DATA IN THIS EXERCISE
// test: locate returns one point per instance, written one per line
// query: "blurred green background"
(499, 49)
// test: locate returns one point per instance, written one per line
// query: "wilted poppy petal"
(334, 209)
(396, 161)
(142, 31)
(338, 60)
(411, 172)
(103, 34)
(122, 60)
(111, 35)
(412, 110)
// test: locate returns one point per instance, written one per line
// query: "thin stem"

EXERCISE DESCRIPTION
Please lay out every line of the items above as a JSON list of strings, one string per line, leaving out any blank lines.

WRITTEN RESPONSE
[
  "// test: locate returns one point per instance, written one per line",
  "// query: \"blurred green background\"",
  "(499, 49)",
  "// test: locate returns one point per instance, written one per line",
  "// query: \"wilted poppy petal\"",
  "(334, 209)",
  "(396, 161)",
  "(142, 31)",
  "(338, 60)",
  "(411, 172)",
  "(103, 34)",
  "(122, 60)",
  "(111, 35)",
  "(412, 110)",
  "// test: locate returns one point per instance, written one per line",
  "// query: \"thin stem\""
]